What is the Difficulties in Emotion Regulation Scale (DERS)?
Emotional regulation is an essential mental health skill. By practicing emotional regulation, people can ensure their mental health stays stable and attain emotional clarity (having a good understanding of their emotions and why).
By having emotional awareness, people become better equipped to combat emotion dysregulation and control their emotional responses to distressing situations and intrusive thoughts. Of course, that's easier said than done. Many of those who take therapy or counseling have emotion regulation difficulties, and they're attending such programs to learn how to be better at navigating and reacting to what they're feeling, especially if they're dealing with negative emotions and have mental health issues like borderline personality disorder, anxiety, depression, etc.
To understand their patients better, therapists and counselors will use tools to gauge their patients. An example of such a tool is the Difficulties in Emotion Regulation Scale, or the DERS Scale for short.
What is the goal of this assessment?
This scale was created by K.L. Gratz and L. Roemer back in 2004 for their paper entitled "Multidimensional assessment of emotion regulation and dysregulation: Development, factor structure, and initial validation of the difficulties in emotion regulation scale" as part of the Journal of Psychopathology and Behavioral Assessment. Its purpose is to see how respondents relate to and grapple with their emotions.
It is a 36-item questionnaire that measures the nonacceptance of emotional responses, difficulty engaging in goal-directed behavior, impulse control difficulties, lack of emotional awareness, limited access to emotion regulation strategies, and lack of emotional clarity.

▶ Available data:

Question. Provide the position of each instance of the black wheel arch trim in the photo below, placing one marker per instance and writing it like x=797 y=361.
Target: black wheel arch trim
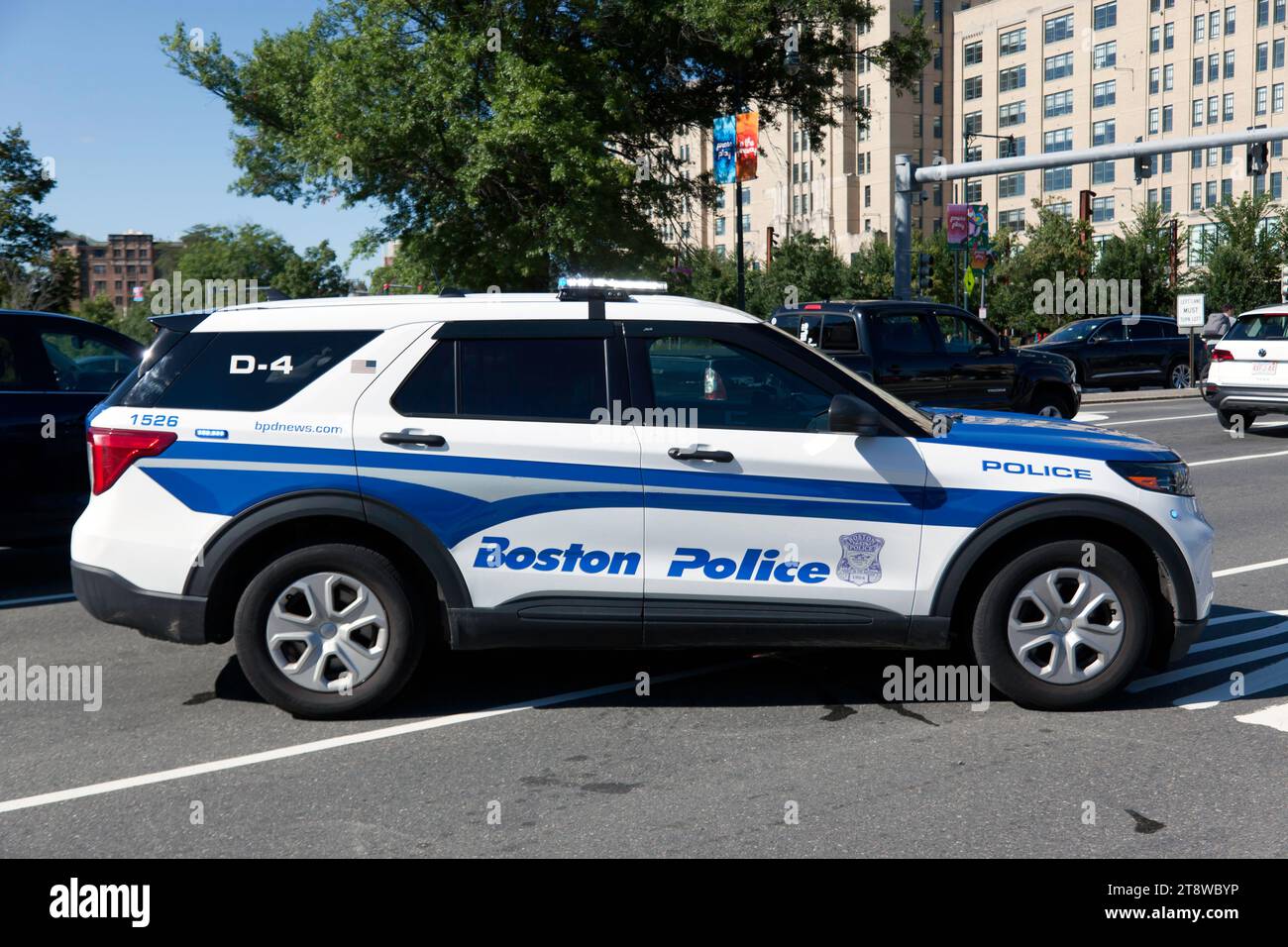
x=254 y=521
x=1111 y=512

▶ Task brief:
According to the text on the Difficulties in Emotion Regulation Scale, how many items does the questionnaire contain?

▶ Response for this exercise:
36 items.